## YOUR INSTRUCTIONS
Give the number of lines in the data below containing the word "navy", with no other text.

## DATASET EXCERPTS
=-=-=

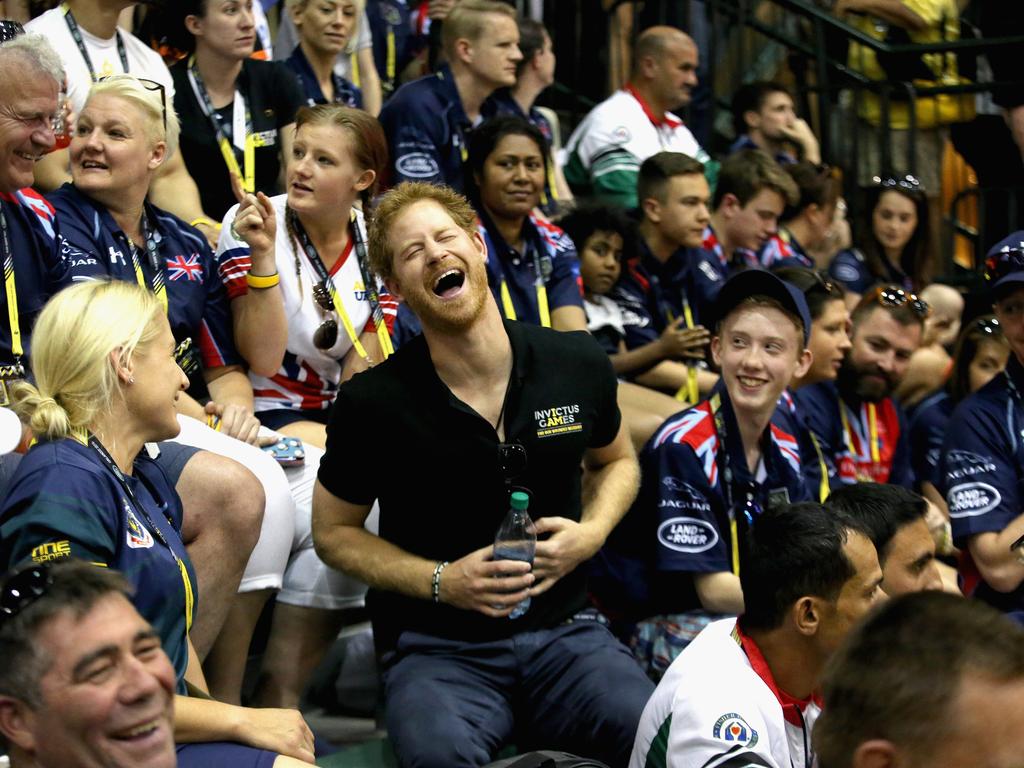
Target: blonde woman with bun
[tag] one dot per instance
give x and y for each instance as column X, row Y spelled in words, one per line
column 107, row 383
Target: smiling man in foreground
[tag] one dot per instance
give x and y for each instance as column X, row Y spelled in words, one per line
column 446, row 428
column 83, row 678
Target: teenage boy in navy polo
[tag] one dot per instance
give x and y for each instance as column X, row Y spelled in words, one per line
column 468, row 411
column 708, row 472
column 751, row 195
column 427, row 121
column 671, row 282
column 982, row 460
column 861, row 429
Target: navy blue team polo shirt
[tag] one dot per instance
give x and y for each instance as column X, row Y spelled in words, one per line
column 982, row 472
column 198, row 305
column 680, row 522
column 929, row 422
column 851, row 452
column 41, row 258
column 427, row 131
column 651, row 293
column 62, row 502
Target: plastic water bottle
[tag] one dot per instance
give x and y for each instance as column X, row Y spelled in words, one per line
column 516, row 540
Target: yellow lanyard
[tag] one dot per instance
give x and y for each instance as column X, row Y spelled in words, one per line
column 11, row 291
column 248, row 158
column 159, row 287
column 542, row 302
column 248, row 178
column 391, row 58
column 872, row 427
column 354, row 67
column 823, row 488
column 689, row 392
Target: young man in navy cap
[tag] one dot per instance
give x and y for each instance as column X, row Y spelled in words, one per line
column 708, row 473
column 982, row 460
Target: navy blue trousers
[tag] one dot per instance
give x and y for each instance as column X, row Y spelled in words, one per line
column 455, row 705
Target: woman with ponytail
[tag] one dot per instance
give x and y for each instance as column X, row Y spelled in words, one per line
column 302, row 295
column 108, row 382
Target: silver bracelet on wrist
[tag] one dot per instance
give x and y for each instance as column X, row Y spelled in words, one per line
column 436, row 584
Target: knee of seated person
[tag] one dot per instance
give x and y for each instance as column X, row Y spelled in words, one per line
column 235, row 497
column 244, row 503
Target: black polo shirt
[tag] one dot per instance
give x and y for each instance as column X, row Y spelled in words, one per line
column 272, row 94
column 398, row 434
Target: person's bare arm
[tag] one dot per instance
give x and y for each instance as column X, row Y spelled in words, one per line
column 611, row 477
column 370, row 81
column 719, row 593
column 52, row 171
column 999, row 566
column 174, row 190
column 258, row 315
column 568, row 317
column 469, row 583
column 231, row 400
column 893, row 11
column 676, row 341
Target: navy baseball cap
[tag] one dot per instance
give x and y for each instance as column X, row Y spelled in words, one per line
column 1005, row 263
column 761, row 283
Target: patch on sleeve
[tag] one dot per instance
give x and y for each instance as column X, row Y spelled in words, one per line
column 136, row 535
column 732, row 728
column 417, row 165
column 972, row 499
column 51, row 551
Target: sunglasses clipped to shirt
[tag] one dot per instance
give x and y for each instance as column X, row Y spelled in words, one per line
column 896, row 297
column 22, row 589
column 1008, row 259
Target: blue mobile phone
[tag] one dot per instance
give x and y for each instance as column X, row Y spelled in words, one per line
column 288, row 452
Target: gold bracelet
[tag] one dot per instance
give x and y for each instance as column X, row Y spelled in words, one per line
column 262, row 281
column 205, row 221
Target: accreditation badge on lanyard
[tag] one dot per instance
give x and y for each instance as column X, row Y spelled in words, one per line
column 242, row 138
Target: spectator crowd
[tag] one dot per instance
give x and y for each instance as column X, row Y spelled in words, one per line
column 300, row 299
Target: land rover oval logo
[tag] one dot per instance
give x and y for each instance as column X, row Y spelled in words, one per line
column 687, row 535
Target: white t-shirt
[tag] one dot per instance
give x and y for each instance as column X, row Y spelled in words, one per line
column 713, row 707
column 143, row 61
column 308, row 377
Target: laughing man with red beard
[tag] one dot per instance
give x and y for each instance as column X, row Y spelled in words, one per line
column 446, row 428
column 859, row 426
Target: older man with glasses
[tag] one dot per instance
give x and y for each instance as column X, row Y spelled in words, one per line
column 861, row 429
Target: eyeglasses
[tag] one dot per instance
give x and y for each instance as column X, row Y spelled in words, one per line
column 150, row 85
column 22, row 589
column 186, row 356
column 326, row 336
column 987, row 325
column 903, row 182
column 1008, row 259
column 511, row 460
column 9, row 30
column 896, row 297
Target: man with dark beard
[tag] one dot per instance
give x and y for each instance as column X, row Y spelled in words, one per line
column 440, row 434
column 858, row 424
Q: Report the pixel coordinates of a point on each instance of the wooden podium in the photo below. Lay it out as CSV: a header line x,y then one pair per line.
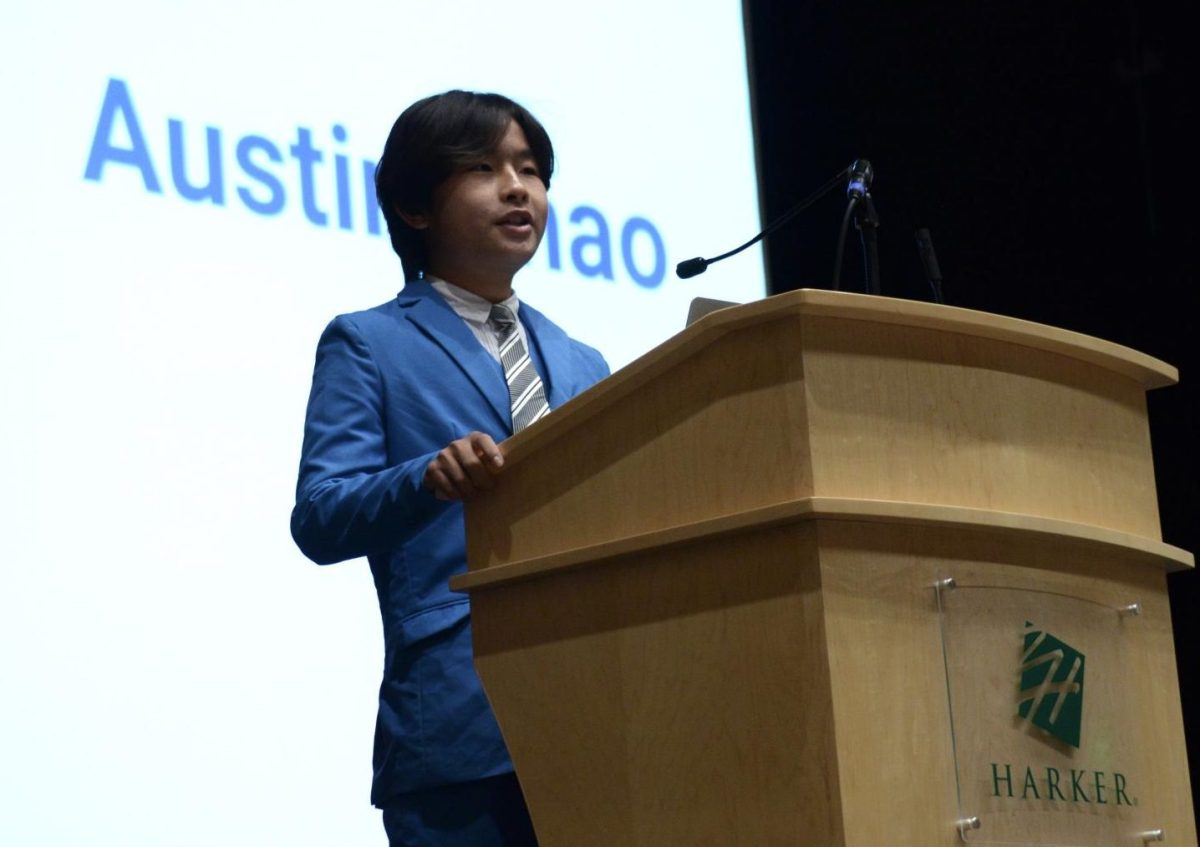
x,y
832,569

=-=-=

## SOLUTION BELOW
5